## Prompt
Count the lines in the listing below that contain the string "beach", treating uppercase and lowercase as different. Reply with the number alone.

## Dataset excerpts

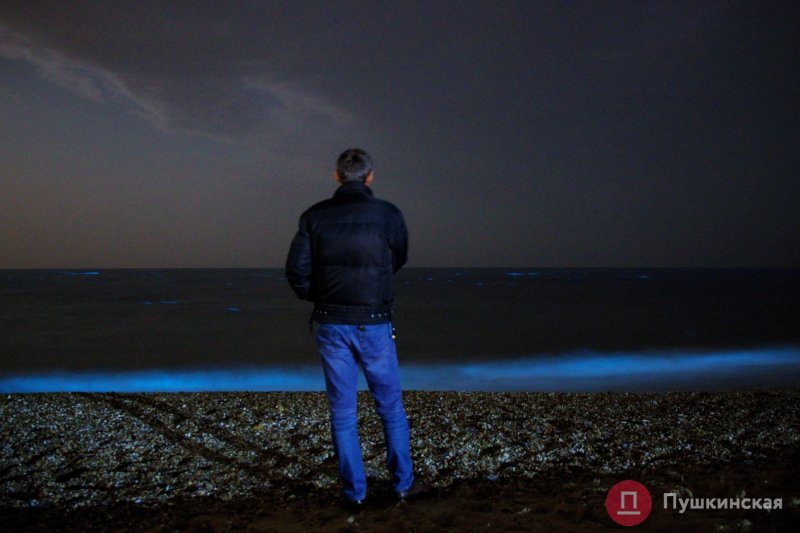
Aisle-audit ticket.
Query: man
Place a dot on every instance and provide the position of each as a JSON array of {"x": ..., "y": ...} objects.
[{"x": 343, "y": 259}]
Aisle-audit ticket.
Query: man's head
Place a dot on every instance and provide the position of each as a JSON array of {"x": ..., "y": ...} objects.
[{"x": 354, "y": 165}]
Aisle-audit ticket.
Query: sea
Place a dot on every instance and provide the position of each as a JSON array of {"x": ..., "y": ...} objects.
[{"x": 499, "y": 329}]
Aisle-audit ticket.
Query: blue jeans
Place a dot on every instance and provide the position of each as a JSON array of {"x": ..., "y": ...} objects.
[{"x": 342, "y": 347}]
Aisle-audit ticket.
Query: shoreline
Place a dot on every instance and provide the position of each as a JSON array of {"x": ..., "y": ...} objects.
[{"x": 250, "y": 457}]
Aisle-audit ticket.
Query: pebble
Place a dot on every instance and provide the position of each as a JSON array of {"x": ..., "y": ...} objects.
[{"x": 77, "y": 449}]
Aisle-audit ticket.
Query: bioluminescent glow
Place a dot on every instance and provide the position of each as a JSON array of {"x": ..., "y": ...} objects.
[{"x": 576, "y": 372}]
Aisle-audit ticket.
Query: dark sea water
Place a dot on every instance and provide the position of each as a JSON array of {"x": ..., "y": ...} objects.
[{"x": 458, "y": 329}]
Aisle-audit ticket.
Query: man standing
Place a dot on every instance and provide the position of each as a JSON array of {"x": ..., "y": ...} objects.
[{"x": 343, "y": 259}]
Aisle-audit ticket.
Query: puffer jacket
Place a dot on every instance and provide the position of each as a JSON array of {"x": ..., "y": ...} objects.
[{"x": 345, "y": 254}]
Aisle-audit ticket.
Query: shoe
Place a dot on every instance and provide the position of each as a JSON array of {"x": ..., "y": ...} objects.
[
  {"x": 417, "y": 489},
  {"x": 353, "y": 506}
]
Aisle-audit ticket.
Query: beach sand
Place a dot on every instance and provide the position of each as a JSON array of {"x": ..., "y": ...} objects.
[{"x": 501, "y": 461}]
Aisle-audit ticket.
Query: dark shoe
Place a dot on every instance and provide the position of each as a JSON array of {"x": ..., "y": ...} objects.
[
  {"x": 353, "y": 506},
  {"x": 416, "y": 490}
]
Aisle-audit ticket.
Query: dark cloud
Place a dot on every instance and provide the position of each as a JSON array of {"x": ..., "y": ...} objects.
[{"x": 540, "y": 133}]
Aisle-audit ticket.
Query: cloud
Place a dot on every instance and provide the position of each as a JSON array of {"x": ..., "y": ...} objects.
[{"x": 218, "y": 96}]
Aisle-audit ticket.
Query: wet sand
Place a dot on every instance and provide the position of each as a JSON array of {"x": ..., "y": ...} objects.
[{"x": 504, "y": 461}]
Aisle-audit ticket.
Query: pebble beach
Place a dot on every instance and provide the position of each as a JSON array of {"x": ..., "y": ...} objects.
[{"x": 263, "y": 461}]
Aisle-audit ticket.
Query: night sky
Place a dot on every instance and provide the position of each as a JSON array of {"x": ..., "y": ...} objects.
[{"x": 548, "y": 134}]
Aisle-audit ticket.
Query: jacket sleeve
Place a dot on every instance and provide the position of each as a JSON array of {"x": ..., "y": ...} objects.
==
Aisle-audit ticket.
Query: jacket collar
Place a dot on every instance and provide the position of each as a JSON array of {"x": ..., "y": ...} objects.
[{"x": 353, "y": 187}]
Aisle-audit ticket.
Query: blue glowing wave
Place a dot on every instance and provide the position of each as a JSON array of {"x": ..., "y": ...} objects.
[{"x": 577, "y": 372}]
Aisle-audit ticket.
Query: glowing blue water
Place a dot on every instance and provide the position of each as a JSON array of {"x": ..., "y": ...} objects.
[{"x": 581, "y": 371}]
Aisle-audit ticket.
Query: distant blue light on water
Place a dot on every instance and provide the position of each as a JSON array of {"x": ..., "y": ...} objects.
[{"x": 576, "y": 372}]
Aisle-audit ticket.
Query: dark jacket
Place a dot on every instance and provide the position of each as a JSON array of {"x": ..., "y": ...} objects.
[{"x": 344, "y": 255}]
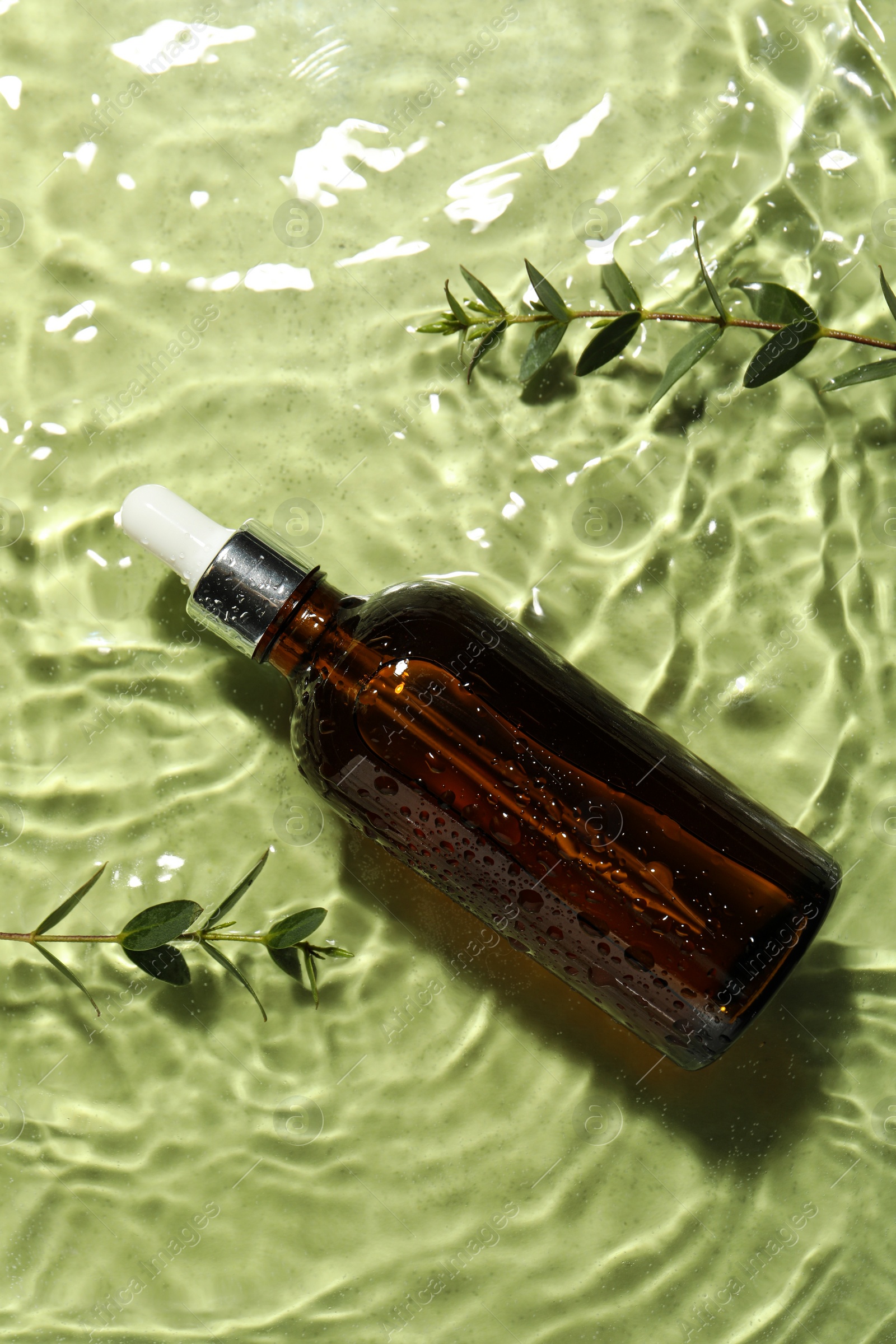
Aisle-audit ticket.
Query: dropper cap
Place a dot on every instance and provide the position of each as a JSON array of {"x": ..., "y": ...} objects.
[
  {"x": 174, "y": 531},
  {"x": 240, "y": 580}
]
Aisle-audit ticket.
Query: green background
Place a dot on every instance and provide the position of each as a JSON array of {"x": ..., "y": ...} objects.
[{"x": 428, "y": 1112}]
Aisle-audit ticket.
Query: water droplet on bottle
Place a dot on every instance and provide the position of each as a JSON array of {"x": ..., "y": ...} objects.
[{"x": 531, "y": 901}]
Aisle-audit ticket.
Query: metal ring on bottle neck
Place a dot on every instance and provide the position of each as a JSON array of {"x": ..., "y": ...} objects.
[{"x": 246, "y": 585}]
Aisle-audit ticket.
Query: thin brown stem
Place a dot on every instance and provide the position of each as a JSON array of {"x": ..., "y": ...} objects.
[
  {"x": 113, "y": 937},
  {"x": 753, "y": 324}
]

## Result for this exercise
2